>> start

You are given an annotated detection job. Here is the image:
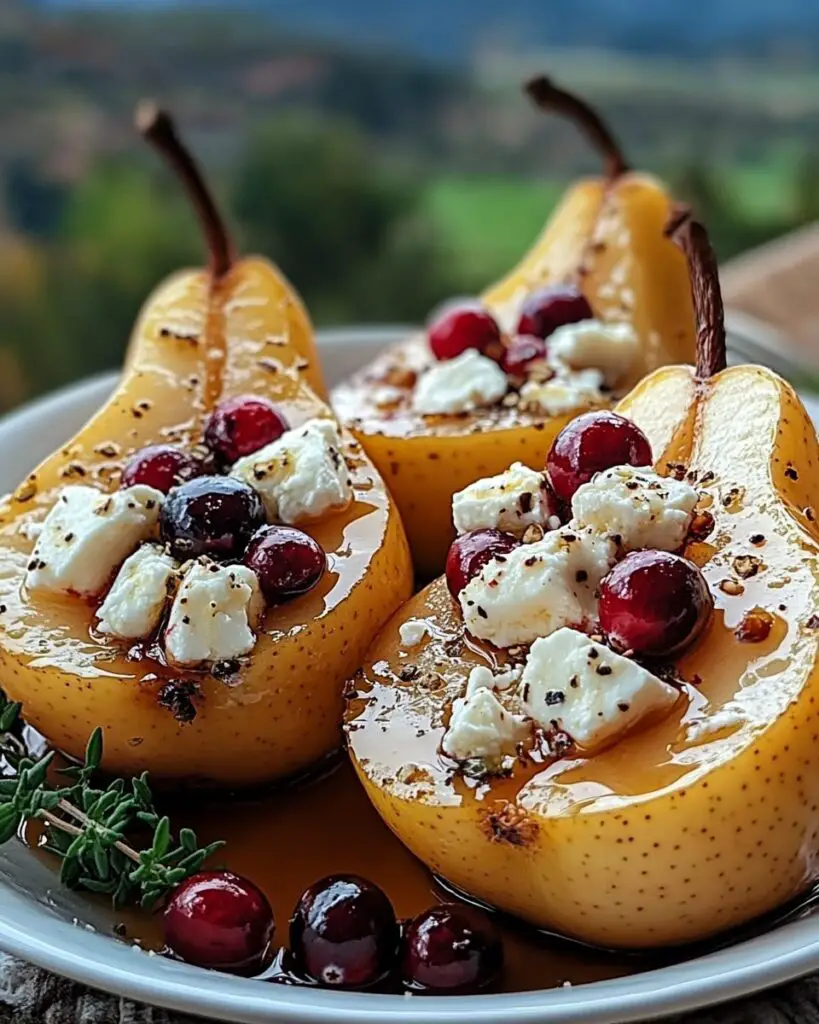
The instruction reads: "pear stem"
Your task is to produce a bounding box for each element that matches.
[523,75,630,181]
[665,204,726,380]
[134,100,233,278]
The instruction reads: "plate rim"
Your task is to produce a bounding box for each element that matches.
[0,326,819,1024]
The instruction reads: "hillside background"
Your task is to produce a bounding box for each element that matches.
[0,0,819,409]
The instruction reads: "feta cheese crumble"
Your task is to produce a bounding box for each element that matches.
[520,629,678,752]
[441,666,531,761]
[398,618,432,647]
[230,419,353,523]
[165,559,264,666]
[520,368,605,416]
[452,462,560,537]
[26,484,165,596]
[97,544,179,640]
[571,466,698,551]
[459,524,616,647]
[413,348,509,416]
[549,319,640,388]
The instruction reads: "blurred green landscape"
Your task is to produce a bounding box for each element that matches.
[0,0,819,409]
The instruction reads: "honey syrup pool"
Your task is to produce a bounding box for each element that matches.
[17,758,816,992]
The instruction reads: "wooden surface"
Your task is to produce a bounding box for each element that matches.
[0,224,819,1024]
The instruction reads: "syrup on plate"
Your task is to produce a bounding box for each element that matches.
[15,737,819,992]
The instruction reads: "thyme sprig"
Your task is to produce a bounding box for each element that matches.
[0,692,223,907]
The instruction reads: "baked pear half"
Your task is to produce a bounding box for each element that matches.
[332,78,695,580]
[347,215,819,948]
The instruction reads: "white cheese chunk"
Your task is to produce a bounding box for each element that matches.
[398,618,432,647]
[165,559,263,666]
[17,519,43,541]
[452,462,560,537]
[413,348,509,416]
[441,666,531,761]
[549,319,640,387]
[459,525,616,647]
[520,370,606,416]
[521,629,678,752]
[26,484,165,596]
[571,466,698,551]
[97,544,179,640]
[230,419,352,523]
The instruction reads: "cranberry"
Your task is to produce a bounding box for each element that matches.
[205,394,289,465]
[245,526,327,604]
[428,302,503,360]
[164,871,274,974]
[546,412,653,502]
[446,529,520,597]
[290,874,398,988]
[401,903,504,992]
[501,334,546,377]
[122,444,205,495]
[599,551,714,655]
[517,285,594,338]
[160,476,265,560]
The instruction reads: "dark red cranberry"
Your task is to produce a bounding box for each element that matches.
[205,394,289,466]
[290,874,398,988]
[501,334,546,377]
[428,302,503,359]
[160,476,265,561]
[446,529,520,597]
[546,411,653,502]
[401,903,504,992]
[164,871,274,974]
[599,551,714,655]
[245,526,327,604]
[121,444,205,495]
[517,285,594,338]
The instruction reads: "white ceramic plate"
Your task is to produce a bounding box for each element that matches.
[0,329,819,1024]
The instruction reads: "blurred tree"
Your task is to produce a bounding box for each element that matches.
[5,159,66,239]
[34,164,204,387]
[232,116,458,323]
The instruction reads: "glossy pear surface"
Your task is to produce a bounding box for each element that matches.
[333,172,694,579]
[0,260,412,785]
[348,367,819,947]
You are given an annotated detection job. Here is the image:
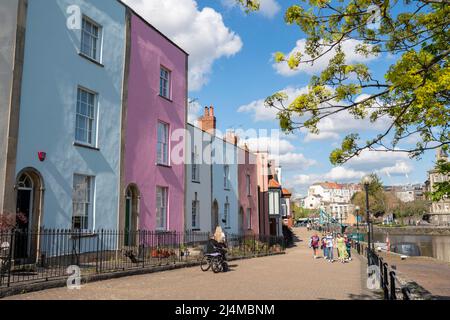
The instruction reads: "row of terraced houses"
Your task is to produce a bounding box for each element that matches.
[0,0,290,260]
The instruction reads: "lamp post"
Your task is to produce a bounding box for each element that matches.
[355,206,361,241]
[363,175,373,256]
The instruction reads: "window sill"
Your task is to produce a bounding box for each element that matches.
[156,163,172,169]
[78,52,105,68]
[70,230,98,240]
[73,142,100,151]
[158,94,173,103]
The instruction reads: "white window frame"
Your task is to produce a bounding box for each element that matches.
[72,173,95,231]
[191,192,200,230]
[75,86,99,148]
[159,66,172,100]
[191,147,200,182]
[155,186,169,231]
[223,165,230,190]
[223,197,230,228]
[156,121,170,166]
[80,15,103,63]
[247,208,253,230]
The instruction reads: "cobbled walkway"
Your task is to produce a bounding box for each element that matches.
[3,229,376,300]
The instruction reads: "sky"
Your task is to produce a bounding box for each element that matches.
[124,0,435,196]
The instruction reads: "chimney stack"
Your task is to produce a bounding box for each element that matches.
[225,131,239,146]
[198,106,217,135]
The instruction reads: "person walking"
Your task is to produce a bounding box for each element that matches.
[336,233,348,263]
[320,234,328,260]
[344,235,352,261]
[325,232,334,263]
[309,233,320,259]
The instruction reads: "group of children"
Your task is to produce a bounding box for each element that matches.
[309,232,352,263]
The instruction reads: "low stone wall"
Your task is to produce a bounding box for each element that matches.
[373,226,450,236]
[354,242,434,300]
[347,226,450,236]
[0,251,286,299]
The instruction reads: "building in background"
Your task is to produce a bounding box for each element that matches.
[256,151,270,235]
[384,184,425,203]
[185,122,214,232]
[281,188,294,228]
[237,145,259,234]
[119,9,188,232]
[268,160,283,236]
[303,182,362,223]
[426,148,450,225]
[0,0,126,260]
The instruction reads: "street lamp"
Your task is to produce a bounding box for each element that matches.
[363,175,373,256]
[355,206,361,241]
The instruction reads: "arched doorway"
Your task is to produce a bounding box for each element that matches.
[211,200,219,233]
[124,184,140,246]
[14,168,44,262]
[239,207,244,235]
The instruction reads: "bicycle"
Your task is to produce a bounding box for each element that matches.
[200,252,228,273]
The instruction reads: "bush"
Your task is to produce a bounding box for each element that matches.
[0,212,27,232]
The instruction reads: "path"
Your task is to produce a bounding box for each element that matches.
[2,229,374,300]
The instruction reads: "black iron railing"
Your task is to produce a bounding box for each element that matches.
[0,229,285,289]
[353,241,411,300]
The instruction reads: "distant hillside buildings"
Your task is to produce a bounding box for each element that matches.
[425,148,450,224]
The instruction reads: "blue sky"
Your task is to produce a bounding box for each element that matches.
[127,0,434,194]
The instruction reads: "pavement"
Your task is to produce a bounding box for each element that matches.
[381,253,450,300]
[3,228,378,300]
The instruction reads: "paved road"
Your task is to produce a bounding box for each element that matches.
[3,229,374,300]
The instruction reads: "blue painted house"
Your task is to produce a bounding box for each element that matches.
[10,0,126,258]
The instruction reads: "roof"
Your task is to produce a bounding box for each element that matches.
[117,0,189,56]
[269,179,281,189]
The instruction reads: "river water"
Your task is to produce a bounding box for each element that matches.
[374,233,450,262]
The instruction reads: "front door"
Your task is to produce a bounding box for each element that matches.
[14,188,33,259]
[211,202,219,233]
[125,197,133,246]
[239,208,244,234]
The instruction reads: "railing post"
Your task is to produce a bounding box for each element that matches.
[389,271,397,300]
[7,230,16,288]
[383,263,389,300]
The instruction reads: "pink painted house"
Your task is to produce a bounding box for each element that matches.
[119,9,188,232]
[238,146,259,234]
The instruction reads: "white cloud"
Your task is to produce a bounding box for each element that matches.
[124,0,243,91]
[304,131,340,142]
[241,137,295,155]
[271,152,317,170]
[346,148,411,173]
[222,0,281,18]
[238,87,389,142]
[238,87,308,122]
[378,161,414,178]
[188,101,202,126]
[273,39,377,77]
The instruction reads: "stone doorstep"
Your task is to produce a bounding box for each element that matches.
[395,270,435,300]
[0,252,286,299]
[353,249,434,300]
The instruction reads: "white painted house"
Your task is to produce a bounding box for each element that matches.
[185,124,214,232]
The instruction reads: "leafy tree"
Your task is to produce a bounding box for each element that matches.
[237,0,450,164]
[291,203,318,220]
[394,200,430,218]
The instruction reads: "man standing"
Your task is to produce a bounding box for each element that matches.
[325,232,334,263]
[309,233,320,259]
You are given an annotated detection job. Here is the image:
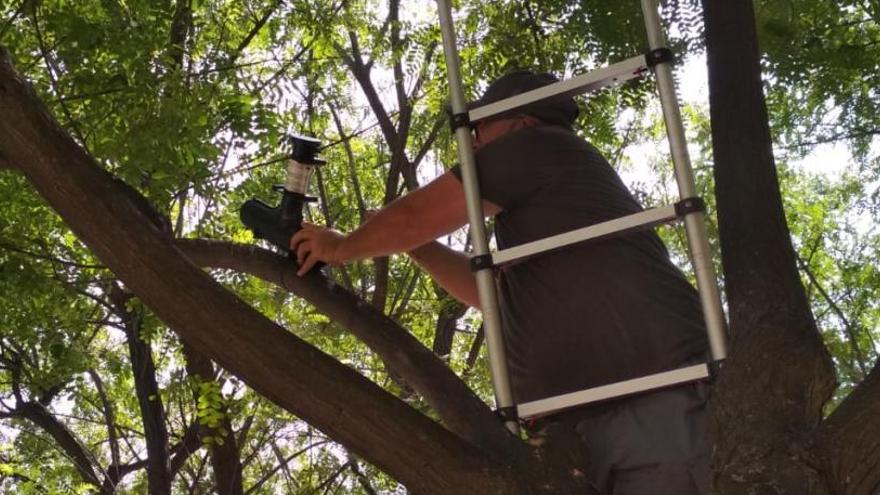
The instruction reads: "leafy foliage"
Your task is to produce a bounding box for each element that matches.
[0,0,880,493]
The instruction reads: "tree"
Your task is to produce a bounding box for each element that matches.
[704,1,880,493]
[0,1,878,493]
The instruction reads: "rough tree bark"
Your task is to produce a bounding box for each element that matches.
[703,0,880,495]
[0,45,580,494]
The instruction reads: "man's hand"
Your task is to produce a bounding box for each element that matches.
[290,222,345,276]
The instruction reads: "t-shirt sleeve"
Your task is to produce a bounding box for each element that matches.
[450,132,545,210]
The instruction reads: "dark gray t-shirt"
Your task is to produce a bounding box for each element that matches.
[453,126,706,403]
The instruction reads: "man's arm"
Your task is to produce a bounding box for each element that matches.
[407,241,480,309]
[290,172,501,275]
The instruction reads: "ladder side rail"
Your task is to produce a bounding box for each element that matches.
[470,55,649,122]
[492,205,678,265]
[642,0,727,361]
[437,0,519,434]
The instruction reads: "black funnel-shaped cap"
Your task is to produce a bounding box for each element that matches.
[290,134,324,165]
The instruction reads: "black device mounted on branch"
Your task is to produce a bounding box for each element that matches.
[239,135,326,253]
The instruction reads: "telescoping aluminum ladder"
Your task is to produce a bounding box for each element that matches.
[437,0,727,432]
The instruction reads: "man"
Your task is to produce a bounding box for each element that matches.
[291,71,708,495]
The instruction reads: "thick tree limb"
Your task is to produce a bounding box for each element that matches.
[702,0,834,493]
[0,49,534,494]
[817,363,880,495]
[10,402,101,492]
[176,239,523,460]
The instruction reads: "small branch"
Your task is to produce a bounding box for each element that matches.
[88,368,121,466]
[795,253,868,378]
[244,440,330,495]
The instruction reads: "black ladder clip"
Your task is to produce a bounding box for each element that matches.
[471,254,494,272]
[495,406,519,423]
[675,196,706,217]
[645,46,675,67]
[449,112,471,134]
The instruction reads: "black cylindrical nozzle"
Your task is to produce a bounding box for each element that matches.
[239,191,306,251]
[290,134,324,165]
[239,135,324,260]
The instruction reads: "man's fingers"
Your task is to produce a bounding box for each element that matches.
[290,230,307,251]
[296,253,318,277]
[296,241,312,265]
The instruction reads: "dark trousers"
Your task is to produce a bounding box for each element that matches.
[575,383,709,495]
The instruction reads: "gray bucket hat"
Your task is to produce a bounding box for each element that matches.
[468,69,578,127]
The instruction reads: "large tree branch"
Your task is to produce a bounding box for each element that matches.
[176,239,522,460]
[816,362,880,495]
[16,402,101,486]
[0,49,534,494]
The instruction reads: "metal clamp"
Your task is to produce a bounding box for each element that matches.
[675,196,706,217]
[471,254,494,272]
[645,46,675,67]
[449,112,471,134]
[495,406,519,423]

>> end

List every line of the records that contains the word "plate", matching case exactly.

◆ TASK RESPONSE
The instruction reads: "plate rim"
The instruction reads: "syrup on plate"
The instruction reads: "white ceramic plate"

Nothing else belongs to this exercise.